··· Records

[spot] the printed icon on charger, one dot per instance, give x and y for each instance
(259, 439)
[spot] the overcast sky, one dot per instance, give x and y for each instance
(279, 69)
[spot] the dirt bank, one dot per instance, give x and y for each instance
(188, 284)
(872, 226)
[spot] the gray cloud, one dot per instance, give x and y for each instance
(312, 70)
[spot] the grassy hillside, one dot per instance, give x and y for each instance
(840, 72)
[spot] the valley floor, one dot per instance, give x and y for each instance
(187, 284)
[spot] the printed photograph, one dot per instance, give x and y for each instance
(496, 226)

······

## Written task
Extract all the material, leaving every line as it is.

## Answer for the task
[spot] the printed icon on charger, one dot per instance, give x and y for each instance
(259, 439)
[spot] the overcast sky, one dot per instance, give x and y for each instance
(279, 69)
[spot] the dirt bank, one dot per instance, give x and y for each instance
(188, 284)
(872, 226)
[spot] the gray cloud, one dot per instance, give x and y for each instance
(312, 70)
[spot] the grassy hillside, one dot per instance, give x and y for each instance
(840, 72)
[spot] the valley floor, one dot per instance, give x and y for each instance
(187, 284)
[spot] the printed photograph, one dot per instance, give x and y for each instance
(496, 226)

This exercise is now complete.